GIVEN INSTRUCTION
Do not include the pictures; repeat the rest of the data exactly.

A run of records
● ● ● ● ●
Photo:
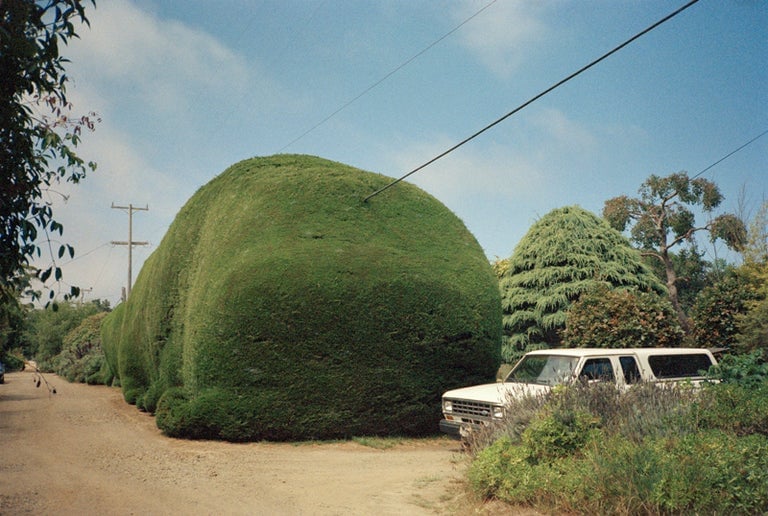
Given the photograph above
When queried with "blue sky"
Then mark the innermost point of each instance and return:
(186, 89)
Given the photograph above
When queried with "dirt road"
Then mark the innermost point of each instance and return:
(83, 450)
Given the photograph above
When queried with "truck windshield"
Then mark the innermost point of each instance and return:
(543, 369)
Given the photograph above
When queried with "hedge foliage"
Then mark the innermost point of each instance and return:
(281, 306)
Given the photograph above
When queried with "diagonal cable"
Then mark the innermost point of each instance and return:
(387, 76)
(534, 99)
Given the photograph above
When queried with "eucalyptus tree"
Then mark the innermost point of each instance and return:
(38, 136)
(662, 218)
(566, 253)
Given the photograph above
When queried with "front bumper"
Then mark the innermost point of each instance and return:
(452, 428)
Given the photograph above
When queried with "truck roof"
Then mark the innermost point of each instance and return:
(581, 352)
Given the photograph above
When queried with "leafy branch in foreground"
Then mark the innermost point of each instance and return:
(38, 138)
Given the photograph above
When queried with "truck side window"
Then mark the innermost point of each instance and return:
(597, 369)
(631, 371)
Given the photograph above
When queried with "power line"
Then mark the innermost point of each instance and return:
(732, 153)
(535, 98)
(387, 76)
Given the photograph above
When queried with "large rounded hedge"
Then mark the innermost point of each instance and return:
(281, 306)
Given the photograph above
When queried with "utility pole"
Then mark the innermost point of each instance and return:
(130, 243)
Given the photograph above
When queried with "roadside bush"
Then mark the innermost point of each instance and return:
(81, 358)
(286, 308)
(606, 318)
(737, 409)
(749, 370)
(672, 450)
(13, 361)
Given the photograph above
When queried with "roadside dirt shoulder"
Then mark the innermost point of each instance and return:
(84, 450)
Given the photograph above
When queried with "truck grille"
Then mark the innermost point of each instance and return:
(472, 408)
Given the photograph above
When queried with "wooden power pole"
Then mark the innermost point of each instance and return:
(130, 243)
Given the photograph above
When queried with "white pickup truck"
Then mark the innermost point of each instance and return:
(538, 371)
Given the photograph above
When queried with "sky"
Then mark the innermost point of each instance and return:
(185, 89)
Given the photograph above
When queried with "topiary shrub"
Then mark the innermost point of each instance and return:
(568, 252)
(281, 306)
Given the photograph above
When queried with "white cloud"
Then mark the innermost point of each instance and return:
(503, 34)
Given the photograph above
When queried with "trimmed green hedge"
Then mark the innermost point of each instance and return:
(280, 306)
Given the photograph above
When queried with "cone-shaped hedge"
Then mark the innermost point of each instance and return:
(281, 306)
(567, 252)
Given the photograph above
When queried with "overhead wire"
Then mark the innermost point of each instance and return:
(534, 98)
(731, 153)
(387, 76)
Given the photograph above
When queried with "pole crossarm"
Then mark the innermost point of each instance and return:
(130, 242)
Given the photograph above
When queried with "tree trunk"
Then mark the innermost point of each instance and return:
(685, 322)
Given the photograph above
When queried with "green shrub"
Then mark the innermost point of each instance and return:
(13, 361)
(82, 358)
(605, 318)
(713, 472)
(650, 450)
(559, 433)
(749, 370)
(286, 308)
(737, 409)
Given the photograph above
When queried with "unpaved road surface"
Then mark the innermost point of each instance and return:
(84, 450)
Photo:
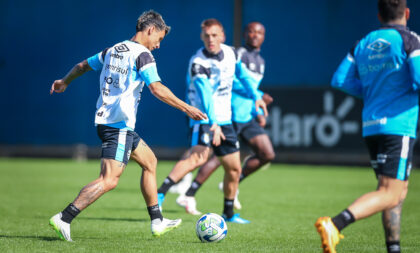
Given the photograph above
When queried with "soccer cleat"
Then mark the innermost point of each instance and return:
(236, 204)
(181, 201)
(191, 206)
(161, 198)
(236, 219)
(61, 228)
(165, 226)
(330, 236)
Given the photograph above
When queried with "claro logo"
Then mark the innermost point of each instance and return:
(294, 130)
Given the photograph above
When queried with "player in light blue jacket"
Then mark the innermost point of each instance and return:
(383, 69)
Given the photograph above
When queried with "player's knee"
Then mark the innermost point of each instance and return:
(110, 184)
(151, 165)
(267, 156)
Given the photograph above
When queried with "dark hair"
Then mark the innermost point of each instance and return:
(151, 18)
(211, 22)
(391, 9)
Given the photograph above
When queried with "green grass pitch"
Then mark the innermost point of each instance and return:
(282, 204)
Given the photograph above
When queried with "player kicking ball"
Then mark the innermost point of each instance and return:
(125, 68)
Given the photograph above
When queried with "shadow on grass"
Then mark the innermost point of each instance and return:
(113, 219)
(42, 238)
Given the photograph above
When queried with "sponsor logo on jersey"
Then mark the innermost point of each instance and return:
(120, 57)
(379, 45)
(117, 69)
(121, 48)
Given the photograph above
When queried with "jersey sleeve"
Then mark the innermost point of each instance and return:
(249, 84)
(146, 66)
(200, 77)
(412, 47)
(346, 77)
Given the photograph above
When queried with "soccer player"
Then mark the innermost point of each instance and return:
(384, 70)
(125, 68)
(210, 76)
(247, 122)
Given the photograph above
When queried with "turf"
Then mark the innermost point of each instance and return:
(282, 203)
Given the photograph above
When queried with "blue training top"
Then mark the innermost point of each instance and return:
(384, 70)
(251, 67)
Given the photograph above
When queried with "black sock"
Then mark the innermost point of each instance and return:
(393, 247)
(242, 176)
(167, 183)
(69, 213)
(228, 208)
(344, 219)
(154, 212)
(193, 188)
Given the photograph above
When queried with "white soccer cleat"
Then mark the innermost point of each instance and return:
(191, 206)
(164, 226)
(236, 204)
(61, 228)
(181, 200)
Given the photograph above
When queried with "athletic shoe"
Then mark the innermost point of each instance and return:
(236, 204)
(61, 228)
(161, 198)
(330, 236)
(165, 226)
(191, 205)
(236, 219)
(181, 201)
(182, 186)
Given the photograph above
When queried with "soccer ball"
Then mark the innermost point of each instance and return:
(211, 227)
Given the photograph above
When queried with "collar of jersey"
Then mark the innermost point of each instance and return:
(219, 56)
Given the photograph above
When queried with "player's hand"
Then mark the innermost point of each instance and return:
(261, 120)
(195, 113)
(58, 86)
(267, 99)
(261, 104)
(218, 135)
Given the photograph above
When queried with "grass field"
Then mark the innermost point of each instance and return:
(282, 203)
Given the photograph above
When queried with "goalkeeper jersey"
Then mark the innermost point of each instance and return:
(384, 70)
(125, 68)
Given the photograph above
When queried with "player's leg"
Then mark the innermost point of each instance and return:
(391, 220)
(232, 165)
(188, 200)
(145, 157)
(111, 171)
(260, 143)
(196, 156)
(116, 146)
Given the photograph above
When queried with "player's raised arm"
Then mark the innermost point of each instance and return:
(79, 69)
(346, 77)
(164, 94)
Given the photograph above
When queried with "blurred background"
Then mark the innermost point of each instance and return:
(305, 41)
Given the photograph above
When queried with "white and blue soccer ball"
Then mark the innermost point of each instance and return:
(211, 227)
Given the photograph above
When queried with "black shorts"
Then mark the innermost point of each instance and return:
(200, 134)
(248, 130)
(391, 155)
(117, 143)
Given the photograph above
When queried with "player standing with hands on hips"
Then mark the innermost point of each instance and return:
(210, 76)
(383, 69)
(125, 68)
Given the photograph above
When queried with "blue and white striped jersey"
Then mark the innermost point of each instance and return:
(209, 84)
(125, 68)
(384, 70)
(252, 71)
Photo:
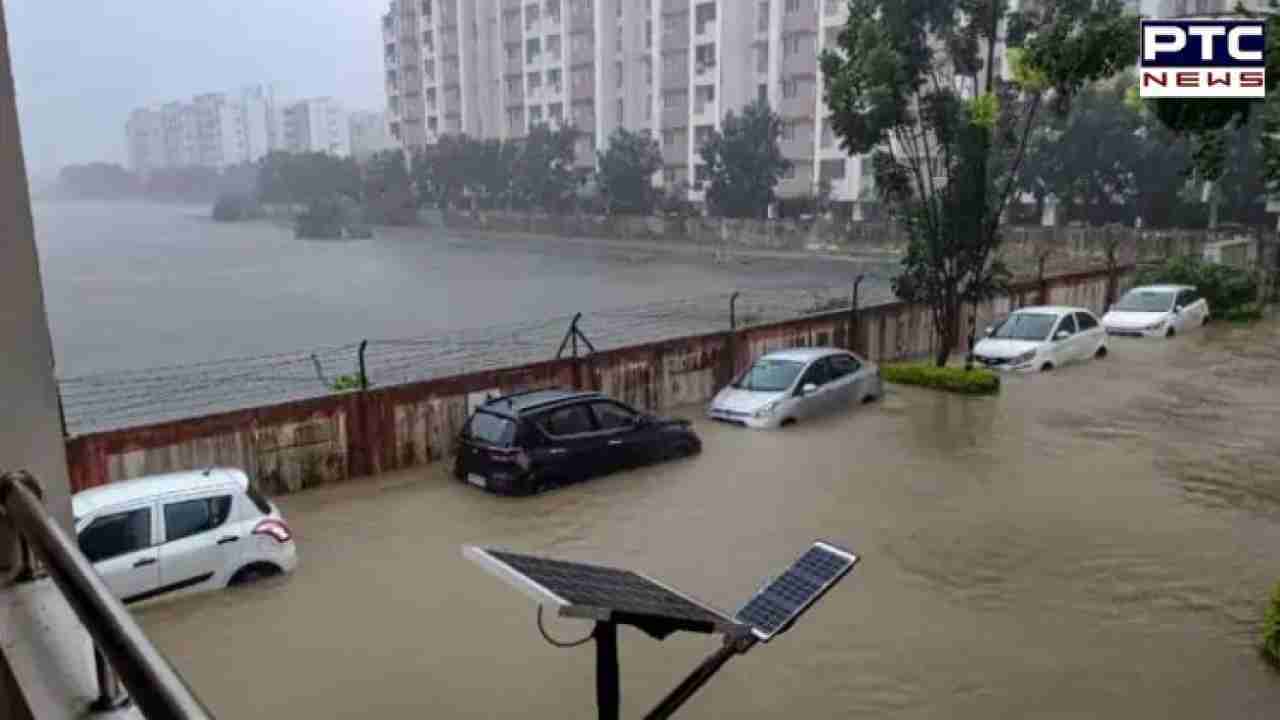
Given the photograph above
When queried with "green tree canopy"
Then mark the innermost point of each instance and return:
(744, 162)
(915, 83)
(626, 171)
● ● ● ● ●
TASK RESPONSE
Photo:
Given the photograph above
When queried with "blue sky"
Then mark the innermost point of each instance and return:
(186, 89)
Given the photograph above
When queried with "dirt road"
Then mark the innermost point of each instance and return:
(83, 450)
Given the photograph above
When queried with "truck windshield"
Then mark the innermost point of each instance and return:
(543, 369)
Given the photograph above
When queried with "hedge foliage"
Then mark the innermost point of each instance and return:
(281, 306)
Given the photograph above
When queried with "diagonal cable"
Then mark the innermost point of each instance and return:
(387, 76)
(534, 99)
Given the photograph above
When queried with "eucalyptus tree"
Then mark the innermost point of each instance and return:
(38, 136)
(662, 218)
(566, 253)
Given the photograph above
When queried with "front bumper"
Then mark the innermost point of each instance and return:
(452, 428)
Given the photograph above
When queried with "truck roof"
Then mark the innermost point of each instance and return:
(581, 352)
Given the photograph above
When queried with "leafy branch in foreground"
Then mark the innermost point of each instance and return:
(38, 138)
Given the photograph above
When queried with "truck side window"
Then mark the innermost point of each instance and return:
(597, 369)
(631, 371)
Given the photograph above
When queried with "power line"
Then mark the innermost point of each instance and return:
(732, 153)
(535, 98)
(387, 76)
Given the photograph above
When queried with "large rounded hedge"
Then mark the innermost point of each instance and return:
(281, 306)
Given the photograph above
When queried with "utility pole"
Then mark the innermost point of each instance and return:
(130, 243)
Given the photograph above
When queried with "roadside bush"
Then mark the innermost point of each instance and return:
(81, 358)
(286, 308)
(606, 318)
(737, 409)
(749, 370)
(672, 450)
(13, 361)
Given the photograph above
When queried with "roadside dirt shoulder"
Then mark the innermost point of each instance and return:
(84, 450)
Given the photograph above
When queried with "truck grille"
Then mark the innermost point of each instance and return:
(472, 408)
Given the photograph above
When queried with "wooden power pole"
Then mark the innermost point of each instance and return:
(130, 243)
Given the photograph above
When queried with "white pickup truck"
Then mark the innermost point of each instance and return:
(538, 371)
Given the photograph above
When queried with "sky"
Then mark the innermost point of each instance and return:
(185, 89)
Given the photograph above
When queried with "topiary shrub"
Then mark the innermost point of each instance and return:
(568, 252)
(281, 306)
Given the photograph above
When queried with "white cloud"
Then mark the innermost point of each instance and return:
(503, 34)
Given the photograph above
When queried with "trimmed green hedge"
Then mark the innermost point of each instance and return:
(280, 306)
Given the photograph above
When queried with "cone-shaped hedge"
Then mark the innermost point of each instance and return:
(281, 306)
(567, 252)
Given the photograph above
When queried with "overhead wire"
Then mark the innermost point of each instance and return:
(534, 98)
(731, 153)
(387, 76)
Given the photograph above
When queried with "pole crossarm"
Then mark the innermost point of each instance and return:
(130, 242)
Given the photograph above
When queried with "tree trunk"
Then mark the innermost point of each instance and return:
(685, 322)
Given the photograph above
When queried with "green shrub"
Then mark the innermost point of each instance and return:
(13, 361)
(82, 358)
(605, 318)
(713, 472)
(650, 450)
(559, 433)
(749, 370)
(286, 308)
(737, 409)
Given the photograph above
When queried with "unpaved road surface"
Then mark the innermost point of each instance and return:
(84, 450)
Photo:
Given the photograph above
When queried with "soccer cleat"
Then mark the innermost point of each instance and return:
(236, 204)
(181, 201)
(191, 206)
(161, 198)
(236, 219)
(61, 228)
(165, 226)
(330, 236)
Given the photograph above
When queried with "claro logo"
Then mark the innermost point of each instance and return:
(294, 130)
Given the photograph above
When queried with "player in light blue jacket"
Then mark the innermost point of each instance and return:
(383, 69)
Given the photograph above
When queried with "player's knee"
Then mark the innermost point of each instance and return:
(110, 184)
(151, 165)
(267, 156)
Given the photograph above
When queried with "dark hair"
Then mark the innermost point of each instance and return:
(151, 18)
(211, 22)
(391, 9)
Given the photograph above
When queried with "green grass pitch"
Then mark the innermost point of each instance and return:
(282, 204)
Given the photograph above
When queried with "player kicking ball"
Then mark the innermost point of each instance and return:
(125, 68)
Given the photograph above
When queried with "shadow on grass"
Then mark the innermost point of each instance and return:
(113, 219)
(42, 238)
Given the photograph above
When queried with "sponsor logo on jersey"
Then mark the innermost point of each instance and return:
(120, 57)
(379, 45)
(117, 69)
(121, 48)
Given the photograph above
When queried with "jersey sleeve"
Then mark the innermost point of each instance and return:
(249, 84)
(146, 66)
(200, 77)
(412, 47)
(346, 77)
Given the photograph above
When queried with "soccer player"
Then mark the innermost point of each instance and return:
(384, 70)
(125, 68)
(210, 76)
(247, 122)
Given the photograph above
When queried with "turf"
Then mark the innermost point of each instance and return:
(282, 203)
Given the photograph above
When queried with "blue training top"
Then mark the innermost point of each instance and return:
(384, 70)
(251, 67)
Given the photograph above
When queried with "black sock"
Then mark the innermost point of each instance and return:
(393, 247)
(242, 176)
(167, 183)
(69, 213)
(228, 208)
(344, 219)
(154, 212)
(193, 188)
Given the photograph above
When queried with "white soccer cleat"
Then mark the innermost point of each instance and return:
(191, 206)
(164, 226)
(236, 204)
(61, 228)
(181, 200)
Given the photograph above
When queried with "athletic shoe"
Then mark the innermost point of each instance and return:
(236, 204)
(61, 228)
(161, 198)
(330, 236)
(165, 226)
(191, 205)
(236, 219)
(181, 201)
(182, 186)
Given the photograph above
When queried with "soccer ball"
Then mark the innermost point of each instance and return:
(211, 227)
Given the photograph above
When queried with "collar of jersey"
Then mark the innermost point of each instance and return:
(219, 56)
Given the photograph above
When queried with "player's hand"
Then mark the innermost point of each instance and return:
(261, 120)
(195, 113)
(58, 86)
(267, 99)
(261, 104)
(218, 135)
Given the photograph above
When queried with "grass field"
Then mark the innermost point of each instance and return:
(282, 203)
Given the photograph above
When queried with "goalkeeper jersey"
Then mark the innermost point of each instance and return:
(384, 70)
(125, 68)
Given the photograph above
When queried with "player's leg"
Then mark the innermost point of each instance and return:
(391, 220)
(232, 165)
(188, 200)
(145, 157)
(111, 171)
(260, 143)
(196, 156)
(116, 146)
Given the photograph above
When queried with "player's raised arm"
Then mark the innermost point of each instance and return:
(79, 69)
(346, 77)
(164, 94)
Given the photograph above
When queried with "blurred background"
Then mark the innermost point of each instance and return:
(305, 41)
Given the photograph above
When queried with "white and blue soccer ball"
Then mark the innermost point of each instance and return:
(211, 227)
Given the photograph above
When queried with "black shorts"
Then mark the innermost point of each instance and return:
(200, 134)
(248, 130)
(391, 155)
(117, 143)
Given the photograph above
When queried with "player standing with hands on hips"
Then mark the innermost point of each instance and return:
(210, 76)
(383, 69)
(125, 68)
Given the photograph above
When queried with "blue and white striped jersey"
Then mark the innermost point of each instance and return:
(209, 84)
(125, 68)
(384, 70)
(252, 71)
Photo:
Given the photograph above
When queried with "green tree canopy"
Then mark the innermost point of each instance and return:
(744, 162)
(915, 83)
(626, 171)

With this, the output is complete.